> INSTRUCTION
Which lines of the listing below contain the word "hair"? Pull out each of them, copied in full.

------

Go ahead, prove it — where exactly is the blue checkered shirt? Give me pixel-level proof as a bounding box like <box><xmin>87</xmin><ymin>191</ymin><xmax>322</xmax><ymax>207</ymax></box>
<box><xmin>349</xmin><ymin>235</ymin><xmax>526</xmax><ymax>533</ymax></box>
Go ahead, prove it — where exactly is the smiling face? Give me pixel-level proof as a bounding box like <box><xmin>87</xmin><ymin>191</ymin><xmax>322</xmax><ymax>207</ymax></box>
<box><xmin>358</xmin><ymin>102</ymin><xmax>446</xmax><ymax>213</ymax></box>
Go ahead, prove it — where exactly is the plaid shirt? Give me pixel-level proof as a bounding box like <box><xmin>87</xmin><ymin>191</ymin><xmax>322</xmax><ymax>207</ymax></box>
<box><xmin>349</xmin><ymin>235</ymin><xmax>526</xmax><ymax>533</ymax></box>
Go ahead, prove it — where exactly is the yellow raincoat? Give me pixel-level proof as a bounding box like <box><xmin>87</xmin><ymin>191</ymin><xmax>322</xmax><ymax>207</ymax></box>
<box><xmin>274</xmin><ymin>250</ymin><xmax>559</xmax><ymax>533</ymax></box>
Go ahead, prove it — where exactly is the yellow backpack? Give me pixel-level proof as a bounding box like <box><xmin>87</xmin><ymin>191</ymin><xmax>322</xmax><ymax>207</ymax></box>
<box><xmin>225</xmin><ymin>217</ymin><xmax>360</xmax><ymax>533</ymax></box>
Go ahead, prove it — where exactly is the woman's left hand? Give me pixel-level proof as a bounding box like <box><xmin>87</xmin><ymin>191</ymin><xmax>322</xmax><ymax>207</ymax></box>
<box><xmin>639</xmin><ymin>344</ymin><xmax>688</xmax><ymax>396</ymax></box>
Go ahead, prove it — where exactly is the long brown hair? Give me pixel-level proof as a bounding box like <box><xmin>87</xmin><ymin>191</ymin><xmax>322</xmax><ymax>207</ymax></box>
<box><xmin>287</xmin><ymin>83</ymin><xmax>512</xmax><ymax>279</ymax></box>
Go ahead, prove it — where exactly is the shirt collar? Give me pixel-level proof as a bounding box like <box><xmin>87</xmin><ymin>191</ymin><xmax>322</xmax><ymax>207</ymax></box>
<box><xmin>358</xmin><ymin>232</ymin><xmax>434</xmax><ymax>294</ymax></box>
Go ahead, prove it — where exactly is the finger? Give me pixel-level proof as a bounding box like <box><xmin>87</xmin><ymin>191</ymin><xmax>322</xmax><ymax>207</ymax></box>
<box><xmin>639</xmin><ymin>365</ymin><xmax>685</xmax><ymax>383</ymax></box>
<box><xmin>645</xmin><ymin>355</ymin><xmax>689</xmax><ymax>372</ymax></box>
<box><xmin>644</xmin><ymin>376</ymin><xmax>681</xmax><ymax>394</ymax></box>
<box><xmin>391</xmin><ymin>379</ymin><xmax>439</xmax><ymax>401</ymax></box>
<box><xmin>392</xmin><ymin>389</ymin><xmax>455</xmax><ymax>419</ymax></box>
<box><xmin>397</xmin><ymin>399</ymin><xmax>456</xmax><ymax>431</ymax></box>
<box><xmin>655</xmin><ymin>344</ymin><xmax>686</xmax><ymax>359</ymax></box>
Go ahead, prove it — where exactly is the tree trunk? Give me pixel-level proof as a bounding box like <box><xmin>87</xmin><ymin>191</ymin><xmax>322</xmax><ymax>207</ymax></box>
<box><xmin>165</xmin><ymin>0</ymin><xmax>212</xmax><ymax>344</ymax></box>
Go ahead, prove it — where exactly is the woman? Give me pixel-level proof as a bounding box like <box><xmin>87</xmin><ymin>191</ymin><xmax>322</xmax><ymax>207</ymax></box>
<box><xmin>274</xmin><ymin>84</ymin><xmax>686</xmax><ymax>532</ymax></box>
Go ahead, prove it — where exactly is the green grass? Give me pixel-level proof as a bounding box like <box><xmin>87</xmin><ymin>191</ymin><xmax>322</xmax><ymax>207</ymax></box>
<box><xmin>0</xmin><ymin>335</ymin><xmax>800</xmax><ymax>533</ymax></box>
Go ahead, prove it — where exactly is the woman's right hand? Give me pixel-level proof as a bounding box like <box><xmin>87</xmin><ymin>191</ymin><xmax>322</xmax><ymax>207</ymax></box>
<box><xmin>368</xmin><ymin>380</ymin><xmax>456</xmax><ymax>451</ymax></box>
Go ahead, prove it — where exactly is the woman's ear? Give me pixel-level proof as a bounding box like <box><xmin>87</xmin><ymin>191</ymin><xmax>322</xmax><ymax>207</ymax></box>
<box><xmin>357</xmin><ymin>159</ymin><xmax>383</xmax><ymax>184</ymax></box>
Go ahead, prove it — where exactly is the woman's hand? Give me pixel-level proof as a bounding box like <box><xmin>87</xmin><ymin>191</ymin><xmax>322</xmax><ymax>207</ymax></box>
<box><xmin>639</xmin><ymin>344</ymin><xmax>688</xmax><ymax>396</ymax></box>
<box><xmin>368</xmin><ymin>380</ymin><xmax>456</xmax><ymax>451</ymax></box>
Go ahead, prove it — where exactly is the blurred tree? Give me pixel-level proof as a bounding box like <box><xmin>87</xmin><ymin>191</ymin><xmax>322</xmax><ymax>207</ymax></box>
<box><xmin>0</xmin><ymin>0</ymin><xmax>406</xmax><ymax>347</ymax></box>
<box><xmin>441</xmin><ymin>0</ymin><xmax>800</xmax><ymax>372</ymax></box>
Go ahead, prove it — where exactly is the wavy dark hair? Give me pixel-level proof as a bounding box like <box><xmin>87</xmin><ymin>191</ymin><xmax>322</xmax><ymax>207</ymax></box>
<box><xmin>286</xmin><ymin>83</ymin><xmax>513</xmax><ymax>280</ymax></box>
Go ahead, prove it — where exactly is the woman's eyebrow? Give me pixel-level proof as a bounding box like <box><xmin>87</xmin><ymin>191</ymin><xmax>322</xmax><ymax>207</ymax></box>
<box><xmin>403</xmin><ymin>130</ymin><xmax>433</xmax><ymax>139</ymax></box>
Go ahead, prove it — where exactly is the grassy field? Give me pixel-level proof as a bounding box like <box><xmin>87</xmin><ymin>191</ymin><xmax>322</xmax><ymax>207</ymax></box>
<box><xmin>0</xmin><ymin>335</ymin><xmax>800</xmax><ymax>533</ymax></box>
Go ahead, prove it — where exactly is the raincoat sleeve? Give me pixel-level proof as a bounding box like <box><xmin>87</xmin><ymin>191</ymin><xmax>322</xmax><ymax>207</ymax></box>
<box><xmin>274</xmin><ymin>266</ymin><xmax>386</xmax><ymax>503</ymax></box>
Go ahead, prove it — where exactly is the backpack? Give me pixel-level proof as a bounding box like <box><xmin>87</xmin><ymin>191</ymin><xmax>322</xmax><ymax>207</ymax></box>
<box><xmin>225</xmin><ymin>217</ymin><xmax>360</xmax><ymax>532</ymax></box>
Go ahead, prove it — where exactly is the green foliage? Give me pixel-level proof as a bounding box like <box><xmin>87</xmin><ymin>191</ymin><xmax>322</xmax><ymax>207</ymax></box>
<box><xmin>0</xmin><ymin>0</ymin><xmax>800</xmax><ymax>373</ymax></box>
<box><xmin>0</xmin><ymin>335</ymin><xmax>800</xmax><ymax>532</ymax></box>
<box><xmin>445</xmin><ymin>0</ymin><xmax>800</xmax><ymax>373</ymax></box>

------

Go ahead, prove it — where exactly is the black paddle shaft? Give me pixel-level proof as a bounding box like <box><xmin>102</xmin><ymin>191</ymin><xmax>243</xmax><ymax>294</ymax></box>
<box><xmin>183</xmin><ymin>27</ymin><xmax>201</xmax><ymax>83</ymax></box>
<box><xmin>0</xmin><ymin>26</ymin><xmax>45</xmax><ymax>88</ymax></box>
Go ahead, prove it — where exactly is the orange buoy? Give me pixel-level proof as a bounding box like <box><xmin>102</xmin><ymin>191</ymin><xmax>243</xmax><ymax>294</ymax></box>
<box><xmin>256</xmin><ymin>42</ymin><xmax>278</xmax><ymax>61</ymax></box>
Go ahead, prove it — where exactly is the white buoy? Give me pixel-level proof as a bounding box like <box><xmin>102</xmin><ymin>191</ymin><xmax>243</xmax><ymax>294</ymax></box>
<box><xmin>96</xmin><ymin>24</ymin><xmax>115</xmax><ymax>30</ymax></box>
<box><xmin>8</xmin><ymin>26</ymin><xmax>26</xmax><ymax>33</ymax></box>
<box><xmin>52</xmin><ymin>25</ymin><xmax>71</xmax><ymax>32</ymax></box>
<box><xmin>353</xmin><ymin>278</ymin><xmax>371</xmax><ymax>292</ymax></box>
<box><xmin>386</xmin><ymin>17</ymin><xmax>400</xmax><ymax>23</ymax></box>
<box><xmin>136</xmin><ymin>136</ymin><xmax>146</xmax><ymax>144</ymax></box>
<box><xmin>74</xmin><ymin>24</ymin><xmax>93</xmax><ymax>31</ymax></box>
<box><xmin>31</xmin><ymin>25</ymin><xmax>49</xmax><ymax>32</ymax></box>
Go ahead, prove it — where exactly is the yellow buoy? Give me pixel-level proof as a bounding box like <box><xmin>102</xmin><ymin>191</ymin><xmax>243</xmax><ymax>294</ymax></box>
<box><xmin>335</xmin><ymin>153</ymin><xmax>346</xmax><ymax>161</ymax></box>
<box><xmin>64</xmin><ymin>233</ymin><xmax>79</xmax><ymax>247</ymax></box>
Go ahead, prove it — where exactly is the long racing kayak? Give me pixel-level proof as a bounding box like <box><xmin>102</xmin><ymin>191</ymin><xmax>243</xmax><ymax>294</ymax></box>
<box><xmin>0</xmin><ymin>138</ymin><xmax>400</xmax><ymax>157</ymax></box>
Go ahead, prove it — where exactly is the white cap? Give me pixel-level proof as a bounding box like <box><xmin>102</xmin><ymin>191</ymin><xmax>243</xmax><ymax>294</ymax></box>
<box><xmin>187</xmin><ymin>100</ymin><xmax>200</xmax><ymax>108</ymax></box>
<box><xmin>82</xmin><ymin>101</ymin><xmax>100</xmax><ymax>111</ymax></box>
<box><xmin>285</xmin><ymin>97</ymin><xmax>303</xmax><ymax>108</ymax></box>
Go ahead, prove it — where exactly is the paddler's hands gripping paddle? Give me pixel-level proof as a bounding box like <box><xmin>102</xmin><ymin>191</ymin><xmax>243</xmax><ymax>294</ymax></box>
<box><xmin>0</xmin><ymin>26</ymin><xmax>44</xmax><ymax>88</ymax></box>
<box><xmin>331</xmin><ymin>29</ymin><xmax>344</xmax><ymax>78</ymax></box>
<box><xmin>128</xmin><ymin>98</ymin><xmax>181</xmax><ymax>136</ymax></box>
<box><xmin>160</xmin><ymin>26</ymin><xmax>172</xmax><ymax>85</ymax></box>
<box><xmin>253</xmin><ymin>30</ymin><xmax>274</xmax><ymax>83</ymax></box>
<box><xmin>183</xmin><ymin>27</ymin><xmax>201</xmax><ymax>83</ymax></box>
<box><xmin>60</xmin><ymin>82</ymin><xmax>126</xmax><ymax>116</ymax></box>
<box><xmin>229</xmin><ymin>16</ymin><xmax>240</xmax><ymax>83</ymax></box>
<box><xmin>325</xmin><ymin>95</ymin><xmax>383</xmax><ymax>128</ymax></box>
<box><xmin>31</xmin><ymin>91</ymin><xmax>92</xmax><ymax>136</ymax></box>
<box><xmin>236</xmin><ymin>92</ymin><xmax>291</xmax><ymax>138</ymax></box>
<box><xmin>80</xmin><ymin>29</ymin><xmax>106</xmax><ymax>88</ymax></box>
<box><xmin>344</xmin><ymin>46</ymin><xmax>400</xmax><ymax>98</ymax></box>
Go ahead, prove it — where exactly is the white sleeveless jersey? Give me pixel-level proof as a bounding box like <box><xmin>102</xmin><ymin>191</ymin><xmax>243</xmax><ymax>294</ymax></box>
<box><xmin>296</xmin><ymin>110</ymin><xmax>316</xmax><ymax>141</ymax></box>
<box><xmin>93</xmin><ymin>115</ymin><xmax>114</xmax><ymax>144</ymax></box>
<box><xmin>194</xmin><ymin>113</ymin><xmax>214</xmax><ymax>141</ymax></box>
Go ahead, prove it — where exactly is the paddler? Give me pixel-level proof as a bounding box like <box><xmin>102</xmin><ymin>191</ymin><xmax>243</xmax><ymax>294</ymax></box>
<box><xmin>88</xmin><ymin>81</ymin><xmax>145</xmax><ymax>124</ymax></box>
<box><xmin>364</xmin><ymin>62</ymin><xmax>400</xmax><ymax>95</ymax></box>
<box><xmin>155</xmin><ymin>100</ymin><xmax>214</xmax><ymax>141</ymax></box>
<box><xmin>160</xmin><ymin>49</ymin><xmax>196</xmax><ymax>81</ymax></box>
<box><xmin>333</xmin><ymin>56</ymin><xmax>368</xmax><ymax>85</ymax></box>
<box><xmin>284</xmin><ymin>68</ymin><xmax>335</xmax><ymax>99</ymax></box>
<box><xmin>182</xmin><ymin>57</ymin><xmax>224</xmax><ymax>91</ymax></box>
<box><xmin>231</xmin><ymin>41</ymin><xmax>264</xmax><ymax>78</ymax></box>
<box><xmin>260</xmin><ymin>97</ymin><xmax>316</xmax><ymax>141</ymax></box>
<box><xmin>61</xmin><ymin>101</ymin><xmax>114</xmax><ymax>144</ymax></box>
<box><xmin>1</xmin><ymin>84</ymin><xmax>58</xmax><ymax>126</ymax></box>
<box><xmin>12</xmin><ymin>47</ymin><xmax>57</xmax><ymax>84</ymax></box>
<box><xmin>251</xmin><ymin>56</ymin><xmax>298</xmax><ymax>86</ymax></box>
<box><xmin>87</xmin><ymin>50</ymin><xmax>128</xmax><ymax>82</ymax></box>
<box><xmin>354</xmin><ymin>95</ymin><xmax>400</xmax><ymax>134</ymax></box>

------

> COMPLETE OUTPUT
Go ahead, prove it — where exactly is the long brown hair? Give me pixel-level proof as a bounding box like <box><xmin>87</xmin><ymin>191</ymin><xmax>322</xmax><ymax>207</ymax></box>
Go ahead, prove it — where exactly is the wavy dark hair? Give me pixel-level proof as a bounding box like <box><xmin>87</xmin><ymin>191</ymin><xmax>322</xmax><ymax>207</ymax></box>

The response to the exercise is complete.